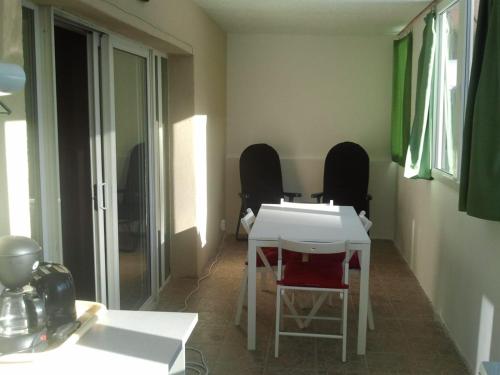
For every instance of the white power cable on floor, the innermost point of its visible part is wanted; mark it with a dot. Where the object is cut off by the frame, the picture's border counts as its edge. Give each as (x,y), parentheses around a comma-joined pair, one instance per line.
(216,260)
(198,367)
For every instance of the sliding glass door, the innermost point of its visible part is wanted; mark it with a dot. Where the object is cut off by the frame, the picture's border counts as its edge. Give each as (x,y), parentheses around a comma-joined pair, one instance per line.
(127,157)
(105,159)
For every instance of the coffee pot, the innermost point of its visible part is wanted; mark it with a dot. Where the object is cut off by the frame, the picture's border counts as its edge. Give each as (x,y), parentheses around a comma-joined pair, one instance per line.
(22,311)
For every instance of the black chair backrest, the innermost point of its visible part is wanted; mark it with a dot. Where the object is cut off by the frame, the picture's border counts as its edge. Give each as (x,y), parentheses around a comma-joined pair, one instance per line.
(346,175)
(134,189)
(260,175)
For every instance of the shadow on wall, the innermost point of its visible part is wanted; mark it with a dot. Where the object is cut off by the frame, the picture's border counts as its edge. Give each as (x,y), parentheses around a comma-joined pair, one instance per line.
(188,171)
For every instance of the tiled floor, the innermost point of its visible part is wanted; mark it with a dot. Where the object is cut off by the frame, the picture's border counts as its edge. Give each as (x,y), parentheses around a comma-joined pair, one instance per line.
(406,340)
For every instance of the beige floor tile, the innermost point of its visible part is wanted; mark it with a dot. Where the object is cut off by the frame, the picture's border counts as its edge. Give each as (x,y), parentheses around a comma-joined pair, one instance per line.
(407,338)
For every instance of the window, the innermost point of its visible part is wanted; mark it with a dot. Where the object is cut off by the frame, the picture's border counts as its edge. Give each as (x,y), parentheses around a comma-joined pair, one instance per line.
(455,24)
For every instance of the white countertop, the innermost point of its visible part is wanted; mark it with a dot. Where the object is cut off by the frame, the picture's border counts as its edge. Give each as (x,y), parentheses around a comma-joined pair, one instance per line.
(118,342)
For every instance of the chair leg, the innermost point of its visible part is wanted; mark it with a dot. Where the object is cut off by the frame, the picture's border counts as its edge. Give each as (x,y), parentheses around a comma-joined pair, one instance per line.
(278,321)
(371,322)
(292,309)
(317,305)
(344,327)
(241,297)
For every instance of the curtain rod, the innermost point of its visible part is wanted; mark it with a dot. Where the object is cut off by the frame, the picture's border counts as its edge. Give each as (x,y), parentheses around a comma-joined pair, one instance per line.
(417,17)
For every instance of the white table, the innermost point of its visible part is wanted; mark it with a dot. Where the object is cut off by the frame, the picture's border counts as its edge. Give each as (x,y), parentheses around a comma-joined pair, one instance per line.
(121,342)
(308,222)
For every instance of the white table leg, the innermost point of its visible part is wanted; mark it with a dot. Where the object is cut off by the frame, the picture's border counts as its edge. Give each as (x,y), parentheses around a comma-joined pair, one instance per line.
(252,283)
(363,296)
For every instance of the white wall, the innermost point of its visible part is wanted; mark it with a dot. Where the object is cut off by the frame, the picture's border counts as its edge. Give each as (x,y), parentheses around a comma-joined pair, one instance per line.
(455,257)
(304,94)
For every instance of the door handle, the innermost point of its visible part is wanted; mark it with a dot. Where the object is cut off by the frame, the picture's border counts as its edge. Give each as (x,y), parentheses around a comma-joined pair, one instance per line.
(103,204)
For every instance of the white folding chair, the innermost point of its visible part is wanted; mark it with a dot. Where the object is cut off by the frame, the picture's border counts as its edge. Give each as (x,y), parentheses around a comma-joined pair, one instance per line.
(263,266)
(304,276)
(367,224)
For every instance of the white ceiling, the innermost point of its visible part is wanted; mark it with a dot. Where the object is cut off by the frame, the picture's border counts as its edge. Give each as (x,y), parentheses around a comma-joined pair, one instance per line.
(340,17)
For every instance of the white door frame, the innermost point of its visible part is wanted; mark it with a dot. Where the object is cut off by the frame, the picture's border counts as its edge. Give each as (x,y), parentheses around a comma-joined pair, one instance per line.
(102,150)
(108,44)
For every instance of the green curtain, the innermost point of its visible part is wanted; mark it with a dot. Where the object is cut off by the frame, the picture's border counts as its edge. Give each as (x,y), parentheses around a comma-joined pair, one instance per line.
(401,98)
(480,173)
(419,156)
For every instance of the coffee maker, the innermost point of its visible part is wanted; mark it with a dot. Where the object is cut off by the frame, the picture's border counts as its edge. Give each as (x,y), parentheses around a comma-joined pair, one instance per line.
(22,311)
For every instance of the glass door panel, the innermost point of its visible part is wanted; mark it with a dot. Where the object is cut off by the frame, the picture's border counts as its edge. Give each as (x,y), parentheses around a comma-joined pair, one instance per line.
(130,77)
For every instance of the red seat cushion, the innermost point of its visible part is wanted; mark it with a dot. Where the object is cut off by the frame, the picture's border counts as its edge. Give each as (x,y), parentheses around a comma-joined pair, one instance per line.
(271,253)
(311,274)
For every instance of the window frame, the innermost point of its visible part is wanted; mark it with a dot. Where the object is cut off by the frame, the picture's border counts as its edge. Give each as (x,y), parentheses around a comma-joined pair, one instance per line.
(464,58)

* What is expected *
Copy out every line from the one containing "For every instance of the glass" through the end of the items above, inclusive, requests included, and shift each answer coordinate by adding 31 to both of its numbers.

* Response *
For every instance of the glass door panel, the innermost point of its visible part is wanted; mark it with a dot. Where the object is cut off by the frame, the picture's border counts as its edge. Give each as (x,y), parentheses around a comma-joined pair, one instance per line.
(161,108)
For every instance of the red seat cushion, the innermost point of its visible part is wanted; mark it with a dot. Where the object is cut off by the frame, the picture's border counts as its edge. Give each as (x,y), parentheses around a comma-joined pair, one instance per line.
(302,284)
(342,305)
For every instance of the window frame, the innermost point of its visible part is wanted; mark it with a dot. Where the object is cut off by the frame, the picture's border counts as its edge. Give each as (x,y), parentheses around a comma-joined pair, one instance per line.
(495,89)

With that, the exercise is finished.